Chronology Current Month Current Thread Current Date
[Year List] [Month List (current year)] [Date Index] [Thread Index] [Thread Prev] [Thread Next] [Date Prev] [Date Next]

Re: [Phys-l] test : fancy symbols, utf-8 encoding



For those of you whose mailers can't handle utf-8 encoding, try
pointing your browswer at the archive, namely:
https://carnot.physics.buffalo.edu/archives/2006/02_2006/msg00240.html

Browsing the archives is *not* a test of utf-8 encoding, since
evidently the /mailman/ server re-encodes each fancy character
as an html numbered entity, and then writes the archive page
using the prosaic iso-8859-1 encoding. I consider this quite
sensible.

The archive version looks fine on my system under Firefox and
under plain old Mozilla.

Under the KDE browser (Konqueror) the Greek, French, and Cyrillic
letters look fine, but the math operators are blocked out. I
hypothesized that Konqueror was using some lame font that lacked
glyphs at these codepoints. I was unable to test this hypothesis,
because I couldn't get Konqueror to switch fonts! Apparently
Konqueror is just broken. My recommendation: Install Firefox
and forget about Konqueror.

• Supplied information:
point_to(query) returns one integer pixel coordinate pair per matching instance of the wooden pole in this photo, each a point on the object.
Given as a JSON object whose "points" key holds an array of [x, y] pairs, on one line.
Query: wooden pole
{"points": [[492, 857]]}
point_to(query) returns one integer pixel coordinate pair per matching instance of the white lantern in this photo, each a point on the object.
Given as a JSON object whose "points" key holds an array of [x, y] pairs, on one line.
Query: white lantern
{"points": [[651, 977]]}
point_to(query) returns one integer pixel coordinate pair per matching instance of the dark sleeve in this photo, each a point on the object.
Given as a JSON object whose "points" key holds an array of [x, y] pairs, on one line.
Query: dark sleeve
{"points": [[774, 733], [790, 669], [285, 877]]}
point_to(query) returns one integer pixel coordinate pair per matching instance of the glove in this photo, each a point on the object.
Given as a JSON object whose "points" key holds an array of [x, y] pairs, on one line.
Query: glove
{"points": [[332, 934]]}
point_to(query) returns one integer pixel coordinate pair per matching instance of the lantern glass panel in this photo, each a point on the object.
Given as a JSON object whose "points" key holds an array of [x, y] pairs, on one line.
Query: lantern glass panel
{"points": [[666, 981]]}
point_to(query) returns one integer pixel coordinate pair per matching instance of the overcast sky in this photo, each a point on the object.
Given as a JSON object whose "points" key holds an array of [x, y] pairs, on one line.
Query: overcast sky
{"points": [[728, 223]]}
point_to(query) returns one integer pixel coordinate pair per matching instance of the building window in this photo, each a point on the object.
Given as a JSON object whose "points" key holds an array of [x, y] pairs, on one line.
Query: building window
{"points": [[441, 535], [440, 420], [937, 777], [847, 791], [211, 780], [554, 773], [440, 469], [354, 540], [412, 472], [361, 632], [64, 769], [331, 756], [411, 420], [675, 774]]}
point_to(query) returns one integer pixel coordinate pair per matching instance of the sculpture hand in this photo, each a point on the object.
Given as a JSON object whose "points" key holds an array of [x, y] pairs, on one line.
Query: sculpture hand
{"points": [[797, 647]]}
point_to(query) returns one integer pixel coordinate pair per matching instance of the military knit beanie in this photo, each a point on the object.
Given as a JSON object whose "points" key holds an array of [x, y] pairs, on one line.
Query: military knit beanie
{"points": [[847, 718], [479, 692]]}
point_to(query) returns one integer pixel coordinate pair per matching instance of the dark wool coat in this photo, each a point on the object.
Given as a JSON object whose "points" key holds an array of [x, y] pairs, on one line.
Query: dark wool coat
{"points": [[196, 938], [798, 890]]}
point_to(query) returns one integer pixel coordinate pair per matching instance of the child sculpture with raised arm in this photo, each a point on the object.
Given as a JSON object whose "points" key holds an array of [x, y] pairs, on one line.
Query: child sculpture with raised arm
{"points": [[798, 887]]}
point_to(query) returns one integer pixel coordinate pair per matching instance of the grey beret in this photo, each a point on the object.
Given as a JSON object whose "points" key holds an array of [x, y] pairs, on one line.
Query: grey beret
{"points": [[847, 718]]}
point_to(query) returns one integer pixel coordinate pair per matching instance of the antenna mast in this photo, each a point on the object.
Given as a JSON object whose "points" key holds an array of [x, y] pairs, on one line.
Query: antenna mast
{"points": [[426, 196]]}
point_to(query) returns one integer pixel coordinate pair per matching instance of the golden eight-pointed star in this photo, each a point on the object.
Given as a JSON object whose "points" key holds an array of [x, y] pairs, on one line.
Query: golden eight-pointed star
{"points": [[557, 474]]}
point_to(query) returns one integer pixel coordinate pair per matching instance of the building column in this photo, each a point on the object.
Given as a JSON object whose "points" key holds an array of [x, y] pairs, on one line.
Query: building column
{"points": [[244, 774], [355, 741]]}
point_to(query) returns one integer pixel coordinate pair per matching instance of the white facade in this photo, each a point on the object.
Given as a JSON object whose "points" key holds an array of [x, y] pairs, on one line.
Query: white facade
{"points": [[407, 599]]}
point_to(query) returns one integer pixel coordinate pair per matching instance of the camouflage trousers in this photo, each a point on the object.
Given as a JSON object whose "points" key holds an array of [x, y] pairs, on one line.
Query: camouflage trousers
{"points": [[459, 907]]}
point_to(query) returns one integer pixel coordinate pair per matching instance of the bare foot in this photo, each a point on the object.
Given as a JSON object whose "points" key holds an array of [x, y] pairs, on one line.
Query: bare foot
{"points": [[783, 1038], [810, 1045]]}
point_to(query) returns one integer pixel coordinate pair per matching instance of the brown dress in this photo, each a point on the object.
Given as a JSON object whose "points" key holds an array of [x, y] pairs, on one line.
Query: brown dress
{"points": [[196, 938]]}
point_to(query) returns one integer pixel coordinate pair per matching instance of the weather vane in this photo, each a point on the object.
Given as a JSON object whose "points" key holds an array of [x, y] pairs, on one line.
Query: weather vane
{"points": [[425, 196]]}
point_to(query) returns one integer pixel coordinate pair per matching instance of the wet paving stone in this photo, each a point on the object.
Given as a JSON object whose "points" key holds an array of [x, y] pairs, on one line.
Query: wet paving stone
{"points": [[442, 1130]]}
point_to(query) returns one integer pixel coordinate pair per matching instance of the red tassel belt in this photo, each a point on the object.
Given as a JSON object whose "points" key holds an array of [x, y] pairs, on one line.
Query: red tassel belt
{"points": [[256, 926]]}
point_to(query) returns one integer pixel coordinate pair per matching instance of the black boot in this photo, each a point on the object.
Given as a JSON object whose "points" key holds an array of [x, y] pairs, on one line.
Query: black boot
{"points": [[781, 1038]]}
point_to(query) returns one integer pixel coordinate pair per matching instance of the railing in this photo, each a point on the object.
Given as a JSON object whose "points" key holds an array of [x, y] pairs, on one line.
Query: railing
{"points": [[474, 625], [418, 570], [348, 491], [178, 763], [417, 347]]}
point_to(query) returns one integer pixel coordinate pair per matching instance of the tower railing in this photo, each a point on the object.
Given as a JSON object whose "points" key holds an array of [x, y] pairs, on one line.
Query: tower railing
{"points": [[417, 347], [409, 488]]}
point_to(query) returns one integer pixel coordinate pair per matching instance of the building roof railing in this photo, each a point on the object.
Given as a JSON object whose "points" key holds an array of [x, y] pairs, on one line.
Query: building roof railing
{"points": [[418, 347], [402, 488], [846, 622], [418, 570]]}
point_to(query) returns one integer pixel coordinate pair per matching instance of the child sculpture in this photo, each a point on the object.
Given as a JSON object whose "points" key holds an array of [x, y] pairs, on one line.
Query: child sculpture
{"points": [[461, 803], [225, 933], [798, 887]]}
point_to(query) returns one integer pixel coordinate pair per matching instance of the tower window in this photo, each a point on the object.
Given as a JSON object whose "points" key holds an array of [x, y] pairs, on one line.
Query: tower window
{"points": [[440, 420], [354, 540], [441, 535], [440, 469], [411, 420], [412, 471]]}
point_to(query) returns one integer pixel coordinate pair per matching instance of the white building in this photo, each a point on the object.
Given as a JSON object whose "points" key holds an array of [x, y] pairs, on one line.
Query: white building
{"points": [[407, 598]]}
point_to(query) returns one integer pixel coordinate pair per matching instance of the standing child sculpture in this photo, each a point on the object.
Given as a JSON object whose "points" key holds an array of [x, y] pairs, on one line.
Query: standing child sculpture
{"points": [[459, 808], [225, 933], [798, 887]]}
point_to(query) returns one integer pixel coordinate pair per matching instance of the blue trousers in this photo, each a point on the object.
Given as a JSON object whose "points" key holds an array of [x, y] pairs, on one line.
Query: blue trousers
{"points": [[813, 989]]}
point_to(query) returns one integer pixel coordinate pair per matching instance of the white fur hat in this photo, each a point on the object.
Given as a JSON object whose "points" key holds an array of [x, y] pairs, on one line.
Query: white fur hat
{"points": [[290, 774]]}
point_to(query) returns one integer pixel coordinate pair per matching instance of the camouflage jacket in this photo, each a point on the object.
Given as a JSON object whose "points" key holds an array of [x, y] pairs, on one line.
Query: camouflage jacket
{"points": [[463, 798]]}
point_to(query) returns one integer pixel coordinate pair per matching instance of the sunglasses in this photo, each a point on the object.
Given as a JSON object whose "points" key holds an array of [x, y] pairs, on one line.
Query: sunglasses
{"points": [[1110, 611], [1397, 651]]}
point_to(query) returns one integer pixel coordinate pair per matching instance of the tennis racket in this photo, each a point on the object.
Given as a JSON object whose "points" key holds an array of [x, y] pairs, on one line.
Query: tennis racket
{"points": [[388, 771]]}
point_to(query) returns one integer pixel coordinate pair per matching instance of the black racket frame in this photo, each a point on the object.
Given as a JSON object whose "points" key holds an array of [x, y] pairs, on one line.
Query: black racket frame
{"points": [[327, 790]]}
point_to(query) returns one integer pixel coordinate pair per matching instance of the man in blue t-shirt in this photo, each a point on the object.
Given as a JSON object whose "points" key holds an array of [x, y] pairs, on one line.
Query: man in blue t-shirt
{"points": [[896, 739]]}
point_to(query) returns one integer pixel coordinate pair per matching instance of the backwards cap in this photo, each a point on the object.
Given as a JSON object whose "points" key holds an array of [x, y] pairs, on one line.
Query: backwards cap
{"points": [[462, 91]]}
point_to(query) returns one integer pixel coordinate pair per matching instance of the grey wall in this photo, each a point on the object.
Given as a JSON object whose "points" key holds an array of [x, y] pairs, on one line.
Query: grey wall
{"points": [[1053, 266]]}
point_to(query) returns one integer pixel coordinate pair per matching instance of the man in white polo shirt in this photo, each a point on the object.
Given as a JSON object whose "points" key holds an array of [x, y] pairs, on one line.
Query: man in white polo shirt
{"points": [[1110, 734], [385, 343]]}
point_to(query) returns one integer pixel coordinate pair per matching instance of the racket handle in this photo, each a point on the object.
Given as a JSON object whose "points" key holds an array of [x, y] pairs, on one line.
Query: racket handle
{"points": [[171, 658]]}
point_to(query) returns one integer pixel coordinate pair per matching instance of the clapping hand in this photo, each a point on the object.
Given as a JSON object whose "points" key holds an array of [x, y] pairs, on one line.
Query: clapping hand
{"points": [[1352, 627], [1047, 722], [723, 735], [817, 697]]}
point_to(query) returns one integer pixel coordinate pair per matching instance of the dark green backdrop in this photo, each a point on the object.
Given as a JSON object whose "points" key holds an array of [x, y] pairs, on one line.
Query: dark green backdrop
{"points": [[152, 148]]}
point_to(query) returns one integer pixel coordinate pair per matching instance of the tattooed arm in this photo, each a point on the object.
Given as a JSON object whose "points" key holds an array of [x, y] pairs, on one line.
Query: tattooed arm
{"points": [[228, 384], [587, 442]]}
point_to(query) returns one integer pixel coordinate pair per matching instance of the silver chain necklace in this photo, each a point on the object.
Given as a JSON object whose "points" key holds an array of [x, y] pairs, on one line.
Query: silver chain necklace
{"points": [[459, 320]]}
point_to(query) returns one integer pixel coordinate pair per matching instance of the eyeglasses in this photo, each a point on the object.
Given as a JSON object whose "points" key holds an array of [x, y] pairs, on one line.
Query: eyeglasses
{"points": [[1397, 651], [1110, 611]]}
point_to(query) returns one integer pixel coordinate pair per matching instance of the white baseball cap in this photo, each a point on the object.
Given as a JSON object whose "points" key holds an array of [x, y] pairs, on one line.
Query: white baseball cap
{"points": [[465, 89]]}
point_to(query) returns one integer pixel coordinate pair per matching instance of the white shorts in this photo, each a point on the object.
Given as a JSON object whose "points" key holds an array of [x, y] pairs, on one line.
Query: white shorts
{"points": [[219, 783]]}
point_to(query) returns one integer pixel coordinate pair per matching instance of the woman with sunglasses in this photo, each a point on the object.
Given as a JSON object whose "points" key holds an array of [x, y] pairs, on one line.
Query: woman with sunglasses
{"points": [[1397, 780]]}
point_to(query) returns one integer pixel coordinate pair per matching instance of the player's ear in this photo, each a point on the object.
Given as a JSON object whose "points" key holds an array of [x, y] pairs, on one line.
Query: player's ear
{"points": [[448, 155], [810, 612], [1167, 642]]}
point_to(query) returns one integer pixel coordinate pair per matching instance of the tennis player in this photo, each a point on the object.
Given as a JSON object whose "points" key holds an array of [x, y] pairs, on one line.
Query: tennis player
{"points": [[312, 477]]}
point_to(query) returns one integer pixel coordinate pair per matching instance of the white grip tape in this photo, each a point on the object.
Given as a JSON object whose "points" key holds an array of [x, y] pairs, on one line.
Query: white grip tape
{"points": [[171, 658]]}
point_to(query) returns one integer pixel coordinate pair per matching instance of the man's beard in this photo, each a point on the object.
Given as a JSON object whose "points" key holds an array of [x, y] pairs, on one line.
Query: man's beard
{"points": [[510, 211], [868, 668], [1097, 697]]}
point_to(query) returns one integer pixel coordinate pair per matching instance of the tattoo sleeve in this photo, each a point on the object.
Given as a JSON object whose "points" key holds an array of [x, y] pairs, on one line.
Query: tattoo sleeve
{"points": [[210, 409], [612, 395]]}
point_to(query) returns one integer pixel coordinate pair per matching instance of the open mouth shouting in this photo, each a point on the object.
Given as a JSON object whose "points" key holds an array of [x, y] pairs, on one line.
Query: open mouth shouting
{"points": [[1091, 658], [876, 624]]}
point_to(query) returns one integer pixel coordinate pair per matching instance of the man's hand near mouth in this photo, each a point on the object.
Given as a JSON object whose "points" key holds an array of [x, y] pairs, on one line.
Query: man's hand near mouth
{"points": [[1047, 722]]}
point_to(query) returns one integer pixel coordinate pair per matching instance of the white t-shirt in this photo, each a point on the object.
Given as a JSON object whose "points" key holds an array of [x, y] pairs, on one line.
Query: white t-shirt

• Set task 1:
According to the post on utf-8 encoding, why is browsing the archives not a test of utf-8 encoding? Answer in one to three sentences.
• Set task 2:
Rewrite the post on utf-8 encoding from "Browsing the archives" to "plain old Mozilla.", putting "reasonable" where "sensible" appears.

• Full response 1:
The mailman server evidently re-encodes each fancy character as an HTML numbered entity. It then writes the archive page using the iso-8859-1 encoding, not utf-8.

• Full response 2:
Browsing the archives is *not* a test of utf-8 encoding, since
evidently the /mailman/ server re-encodes each fancy character
as an html numbered entity, and then writes the archive page
using the prosaic iso-8859-1 encoding. I consider this quite
reasonable.

The archive version looks fine on my system under Firefox and
under plain old Mozilla.